* begin *

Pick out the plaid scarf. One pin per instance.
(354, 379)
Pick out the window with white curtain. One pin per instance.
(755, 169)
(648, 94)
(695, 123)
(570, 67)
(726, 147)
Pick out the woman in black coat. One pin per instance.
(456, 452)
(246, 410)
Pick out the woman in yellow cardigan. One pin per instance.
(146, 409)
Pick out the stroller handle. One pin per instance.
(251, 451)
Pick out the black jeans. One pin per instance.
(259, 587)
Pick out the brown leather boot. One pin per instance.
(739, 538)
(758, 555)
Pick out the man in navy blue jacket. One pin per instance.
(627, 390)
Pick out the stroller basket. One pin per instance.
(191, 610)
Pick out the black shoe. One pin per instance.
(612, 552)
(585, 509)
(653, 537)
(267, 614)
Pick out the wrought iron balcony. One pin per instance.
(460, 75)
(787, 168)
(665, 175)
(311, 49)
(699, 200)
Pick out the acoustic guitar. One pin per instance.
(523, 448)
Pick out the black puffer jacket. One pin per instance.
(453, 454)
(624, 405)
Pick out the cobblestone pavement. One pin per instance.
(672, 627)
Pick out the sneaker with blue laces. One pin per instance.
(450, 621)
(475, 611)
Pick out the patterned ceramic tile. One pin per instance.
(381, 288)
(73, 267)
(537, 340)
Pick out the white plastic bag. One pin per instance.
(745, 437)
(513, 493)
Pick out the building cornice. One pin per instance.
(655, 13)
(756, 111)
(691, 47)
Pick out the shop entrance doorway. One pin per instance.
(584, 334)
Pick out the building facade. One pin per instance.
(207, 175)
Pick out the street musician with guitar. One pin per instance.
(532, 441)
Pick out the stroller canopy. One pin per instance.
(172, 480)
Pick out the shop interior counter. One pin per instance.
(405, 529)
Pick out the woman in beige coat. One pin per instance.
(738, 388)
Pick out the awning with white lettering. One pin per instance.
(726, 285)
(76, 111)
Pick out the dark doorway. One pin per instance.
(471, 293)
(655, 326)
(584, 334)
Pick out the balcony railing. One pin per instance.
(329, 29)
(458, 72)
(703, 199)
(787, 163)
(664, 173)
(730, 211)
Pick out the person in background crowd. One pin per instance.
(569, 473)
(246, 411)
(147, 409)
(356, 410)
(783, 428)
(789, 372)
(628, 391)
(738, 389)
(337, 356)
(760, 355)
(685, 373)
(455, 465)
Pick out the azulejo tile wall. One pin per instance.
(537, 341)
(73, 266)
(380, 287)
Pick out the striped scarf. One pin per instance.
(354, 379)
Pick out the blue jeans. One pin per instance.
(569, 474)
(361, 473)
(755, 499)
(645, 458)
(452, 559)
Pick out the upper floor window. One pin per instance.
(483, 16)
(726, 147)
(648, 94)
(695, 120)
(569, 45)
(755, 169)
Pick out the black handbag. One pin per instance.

* end *

** Directive **
Return all of the lines above word for word, with nothing added, dropped, or changed.

** Response **
Pick out the plaid scarf. One pin per instance.
(354, 379)
Pick out the window with white curtain. One pin per instance.
(755, 169)
(648, 94)
(695, 123)
(570, 67)
(726, 147)
Pick out the woman in black coat. One pin per instance.
(456, 452)
(246, 410)
Pick out the woman in yellow cardigan. One pin per instance.
(146, 409)
Pick out the stroller handle. One pin per instance.
(251, 451)
Pick out the black jeans. One pin per instance.
(259, 587)
Pick out the brown leather boot. One pin per instance.
(739, 538)
(758, 555)
Pick out the man in navy blue jacket. One pin per instance.
(627, 390)
Pick out the stroller basket. One pin per instance.
(191, 610)
Pick out the black shoe. One pin per instance.
(612, 552)
(585, 509)
(653, 537)
(267, 614)
Pick out the wrought iron balcony. One pin per instance.
(460, 75)
(787, 168)
(665, 175)
(311, 49)
(699, 200)
Pick out the acoustic guitar. One pin per instance.
(523, 448)
Pick out the black puffer jacket. One pin per instance.
(453, 454)
(624, 405)
Pick out the cobblestone pavement. One pin per instance.
(672, 627)
Pick out the sneaker with blue laces. One pin per instance.
(450, 621)
(475, 611)
Pick out the patterned ceramic tile. One pin per instance.
(381, 288)
(73, 267)
(537, 340)
Pick out the white plastic bag. One pin per instance.
(745, 437)
(513, 493)
Pick out the building cornice. One pin per instance.
(655, 13)
(756, 111)
(691, 47)
Pick out the shop entrance doorway. One pin per instance.
(584, 334)
Pick out the building facade. One pin per instance.
(207, 175)
Pick out the street musician with guitar. One pin per instance.
(532, 441)
Pick out the stroller canopy. One pin per instance.
(172, 480)
Pick out the shop interior counter. One pin per instance.
(405, 529)
Pick out the woman in beige coat. One pin per instance.
(738, 388)
Pick out the awning with white lettering. One pin per instance.
(726, 285)
(76, 111)
Pick out the dark doorway. One pin per instance.
(471, 293)
(655, 326)
(584, 334)
Pick out the balcony railing. One pin per instance.
(329, 29)
(458, 72)
(703, 199)
(787, 163)
(664, 173)
(730, 211)
Pick out the person in background crowd. One pin per instance.
(569, 473)
(246, 411)
(147, 409)
(356, 410)
(783, 428)
(789, 372)
(628, 391)
(738, 389)
(337, 356)
(760, 355)
(685, 373)
(455, 465)
Pick out the azulejo tile wall. One pin per instance.
(537, 341)
(73, 266)
(380, 287)
Pick out the striped scarf. One pin per instance.
(354, 379)
Pick out the blue jeans. One pin per instance.
(569, 474)
(361, 473)
(755, 499)
(645, 458)
(452, 559)
Pick out the upper floor window. One pin per instance.
(483, 16)
(726, 147)
(648, 94)
(695, 120)
(569, 45)
(755, 169)
Pick out the black handbag. One pin per instance.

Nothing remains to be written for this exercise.